*** Opening of Data supplied ***
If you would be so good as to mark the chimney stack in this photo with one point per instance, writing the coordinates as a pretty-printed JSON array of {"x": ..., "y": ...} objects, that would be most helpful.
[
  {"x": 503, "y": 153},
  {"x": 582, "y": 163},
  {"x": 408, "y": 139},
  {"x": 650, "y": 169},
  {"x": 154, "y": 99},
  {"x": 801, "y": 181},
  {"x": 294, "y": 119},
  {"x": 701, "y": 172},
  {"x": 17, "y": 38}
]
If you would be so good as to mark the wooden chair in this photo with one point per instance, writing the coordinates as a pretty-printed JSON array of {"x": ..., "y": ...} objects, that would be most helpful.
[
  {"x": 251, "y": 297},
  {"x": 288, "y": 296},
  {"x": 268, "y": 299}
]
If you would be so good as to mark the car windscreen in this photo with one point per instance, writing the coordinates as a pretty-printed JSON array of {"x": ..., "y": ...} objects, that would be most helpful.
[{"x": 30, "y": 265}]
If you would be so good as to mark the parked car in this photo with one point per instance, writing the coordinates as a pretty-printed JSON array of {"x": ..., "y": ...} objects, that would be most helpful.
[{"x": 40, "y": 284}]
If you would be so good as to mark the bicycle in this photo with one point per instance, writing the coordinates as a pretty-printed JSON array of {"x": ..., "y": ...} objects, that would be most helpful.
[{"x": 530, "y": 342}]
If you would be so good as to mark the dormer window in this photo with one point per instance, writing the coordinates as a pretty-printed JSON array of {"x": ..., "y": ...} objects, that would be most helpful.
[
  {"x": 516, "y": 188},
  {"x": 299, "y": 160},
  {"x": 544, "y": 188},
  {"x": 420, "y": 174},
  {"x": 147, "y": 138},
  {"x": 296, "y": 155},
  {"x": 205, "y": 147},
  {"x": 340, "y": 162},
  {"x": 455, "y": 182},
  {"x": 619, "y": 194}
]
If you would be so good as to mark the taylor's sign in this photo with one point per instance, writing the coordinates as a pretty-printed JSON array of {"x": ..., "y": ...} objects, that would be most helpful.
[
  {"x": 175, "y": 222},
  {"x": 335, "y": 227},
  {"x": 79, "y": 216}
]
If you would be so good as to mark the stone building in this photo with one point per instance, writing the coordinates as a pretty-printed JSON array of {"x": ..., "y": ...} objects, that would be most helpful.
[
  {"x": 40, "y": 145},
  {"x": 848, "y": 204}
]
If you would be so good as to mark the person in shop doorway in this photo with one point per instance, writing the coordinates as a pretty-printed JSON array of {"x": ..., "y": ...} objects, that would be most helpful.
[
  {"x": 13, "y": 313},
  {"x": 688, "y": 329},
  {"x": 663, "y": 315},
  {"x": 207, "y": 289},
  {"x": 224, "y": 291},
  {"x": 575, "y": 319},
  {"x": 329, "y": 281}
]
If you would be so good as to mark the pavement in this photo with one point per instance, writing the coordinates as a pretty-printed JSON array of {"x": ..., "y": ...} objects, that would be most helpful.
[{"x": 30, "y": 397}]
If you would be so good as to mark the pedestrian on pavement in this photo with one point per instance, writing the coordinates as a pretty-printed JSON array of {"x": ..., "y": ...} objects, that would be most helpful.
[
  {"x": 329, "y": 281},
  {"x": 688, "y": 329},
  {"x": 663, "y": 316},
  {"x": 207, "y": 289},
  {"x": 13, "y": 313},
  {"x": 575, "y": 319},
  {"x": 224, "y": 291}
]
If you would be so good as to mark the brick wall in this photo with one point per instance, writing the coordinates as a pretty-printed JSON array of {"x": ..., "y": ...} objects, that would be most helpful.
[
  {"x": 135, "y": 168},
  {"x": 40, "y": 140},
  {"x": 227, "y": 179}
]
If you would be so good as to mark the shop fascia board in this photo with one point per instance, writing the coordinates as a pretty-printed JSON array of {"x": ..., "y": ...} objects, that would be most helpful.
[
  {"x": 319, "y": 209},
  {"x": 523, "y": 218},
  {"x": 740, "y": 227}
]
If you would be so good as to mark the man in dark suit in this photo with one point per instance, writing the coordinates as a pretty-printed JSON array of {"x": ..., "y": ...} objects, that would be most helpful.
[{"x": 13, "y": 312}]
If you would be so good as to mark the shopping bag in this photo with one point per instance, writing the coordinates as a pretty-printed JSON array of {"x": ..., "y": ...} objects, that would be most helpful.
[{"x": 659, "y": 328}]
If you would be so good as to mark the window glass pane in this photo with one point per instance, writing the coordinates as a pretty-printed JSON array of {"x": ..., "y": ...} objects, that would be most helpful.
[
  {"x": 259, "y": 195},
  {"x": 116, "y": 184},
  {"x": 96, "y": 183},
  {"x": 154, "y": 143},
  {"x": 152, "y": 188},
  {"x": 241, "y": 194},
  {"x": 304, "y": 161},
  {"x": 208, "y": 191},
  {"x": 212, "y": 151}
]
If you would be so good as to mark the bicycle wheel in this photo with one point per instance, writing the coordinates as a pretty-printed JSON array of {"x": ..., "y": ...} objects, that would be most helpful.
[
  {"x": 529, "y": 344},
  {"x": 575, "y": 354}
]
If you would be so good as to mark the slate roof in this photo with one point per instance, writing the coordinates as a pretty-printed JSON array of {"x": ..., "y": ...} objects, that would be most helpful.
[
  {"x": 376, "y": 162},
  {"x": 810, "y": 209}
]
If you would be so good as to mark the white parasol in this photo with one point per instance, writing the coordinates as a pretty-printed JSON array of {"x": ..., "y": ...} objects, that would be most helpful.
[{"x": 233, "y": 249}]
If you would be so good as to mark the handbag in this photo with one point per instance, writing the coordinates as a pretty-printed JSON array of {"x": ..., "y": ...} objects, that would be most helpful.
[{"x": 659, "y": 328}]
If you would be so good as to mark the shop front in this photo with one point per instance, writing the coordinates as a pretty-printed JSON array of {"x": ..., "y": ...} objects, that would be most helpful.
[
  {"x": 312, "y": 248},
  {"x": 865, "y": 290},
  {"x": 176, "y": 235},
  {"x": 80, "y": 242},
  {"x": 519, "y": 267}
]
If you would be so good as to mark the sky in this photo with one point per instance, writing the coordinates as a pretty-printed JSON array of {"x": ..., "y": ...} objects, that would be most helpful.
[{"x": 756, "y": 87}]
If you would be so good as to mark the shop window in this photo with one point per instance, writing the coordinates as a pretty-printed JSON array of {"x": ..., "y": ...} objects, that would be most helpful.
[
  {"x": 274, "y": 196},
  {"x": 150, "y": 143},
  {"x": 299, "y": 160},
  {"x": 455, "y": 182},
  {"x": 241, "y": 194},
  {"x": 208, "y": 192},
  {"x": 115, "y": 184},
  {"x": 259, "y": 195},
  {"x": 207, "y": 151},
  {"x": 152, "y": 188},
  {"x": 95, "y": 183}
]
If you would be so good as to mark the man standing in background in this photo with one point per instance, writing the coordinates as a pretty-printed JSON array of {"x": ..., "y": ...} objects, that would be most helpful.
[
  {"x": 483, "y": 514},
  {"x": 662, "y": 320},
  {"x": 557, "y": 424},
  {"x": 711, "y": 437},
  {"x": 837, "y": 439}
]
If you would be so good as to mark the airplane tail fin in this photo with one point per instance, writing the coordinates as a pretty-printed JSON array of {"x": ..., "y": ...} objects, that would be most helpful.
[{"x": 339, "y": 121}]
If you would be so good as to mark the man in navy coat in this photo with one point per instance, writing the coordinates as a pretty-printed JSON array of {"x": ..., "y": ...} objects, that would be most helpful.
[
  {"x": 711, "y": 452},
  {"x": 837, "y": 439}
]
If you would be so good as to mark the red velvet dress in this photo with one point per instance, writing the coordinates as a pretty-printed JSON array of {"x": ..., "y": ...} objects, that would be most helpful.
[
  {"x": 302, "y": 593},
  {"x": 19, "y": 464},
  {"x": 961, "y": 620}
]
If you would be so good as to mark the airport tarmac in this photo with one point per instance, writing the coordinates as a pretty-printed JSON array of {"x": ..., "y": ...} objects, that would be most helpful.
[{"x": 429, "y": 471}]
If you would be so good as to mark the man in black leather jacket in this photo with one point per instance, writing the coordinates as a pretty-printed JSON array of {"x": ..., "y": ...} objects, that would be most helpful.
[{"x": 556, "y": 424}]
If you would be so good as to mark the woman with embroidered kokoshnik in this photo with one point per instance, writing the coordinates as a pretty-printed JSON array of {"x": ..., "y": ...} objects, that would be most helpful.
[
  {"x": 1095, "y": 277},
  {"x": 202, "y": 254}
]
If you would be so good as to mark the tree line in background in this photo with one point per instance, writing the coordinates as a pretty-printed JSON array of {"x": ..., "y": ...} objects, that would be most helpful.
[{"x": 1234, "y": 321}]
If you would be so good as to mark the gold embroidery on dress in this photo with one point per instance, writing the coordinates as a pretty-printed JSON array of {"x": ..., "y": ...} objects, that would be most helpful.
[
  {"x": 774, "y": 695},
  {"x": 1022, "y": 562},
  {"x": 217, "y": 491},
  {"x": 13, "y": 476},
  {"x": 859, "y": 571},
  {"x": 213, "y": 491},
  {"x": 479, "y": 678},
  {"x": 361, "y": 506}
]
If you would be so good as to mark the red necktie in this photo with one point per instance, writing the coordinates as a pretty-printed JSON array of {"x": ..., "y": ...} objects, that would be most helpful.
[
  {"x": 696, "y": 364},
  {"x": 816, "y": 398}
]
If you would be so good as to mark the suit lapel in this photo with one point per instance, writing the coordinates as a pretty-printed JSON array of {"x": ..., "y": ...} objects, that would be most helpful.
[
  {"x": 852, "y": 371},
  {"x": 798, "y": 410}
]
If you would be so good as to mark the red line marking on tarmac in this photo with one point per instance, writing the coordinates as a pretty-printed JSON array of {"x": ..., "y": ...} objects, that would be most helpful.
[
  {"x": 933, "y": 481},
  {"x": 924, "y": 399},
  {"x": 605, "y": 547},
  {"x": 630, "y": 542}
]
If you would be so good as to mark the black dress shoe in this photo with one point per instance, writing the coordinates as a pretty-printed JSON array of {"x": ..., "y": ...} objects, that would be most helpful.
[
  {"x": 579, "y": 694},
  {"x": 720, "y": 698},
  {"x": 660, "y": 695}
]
*** Close of Data supplied ***
* Instructions for the task
The lines to output run from the one containing "If you would be so good as to mark the suit" through the last line of the records above; repeat them exactly and nothing more.

* Written answer
If you would be so good as to mark the suit lapel in this photo with one point per instance, writing the coordinates as a pretty-printed JSON array of {"x": ..., "y": ...} objects, that would be most helpful.
[
  {"x": 852, "y": 371},
  {"x": 798, "y": 410}
]
If you would be so good as to mark the red line marking on tarmac in this photo with one point per instance, writing the coordinates as a pretty-printed JSON array of {"x": ..., "y": ...} objects, that would be most helpful.
[
  {"x": 933, "y": 481},
  {"x": 924, "y": 399},
  {"x": 605, "y": 547},
  {"x": 630, "y": 542}
]
If you would be so good as to mark the black dress shoe in this photo with one point per instance, writing the coordinates as a pretty-printed JSON array of {"x": ..., "y": ...} objects, that would be most helpful.
[
  {"x": 579, "y": 694},
  {"x": 720, "y": 698},
  {"x": 660, "y": 695}
]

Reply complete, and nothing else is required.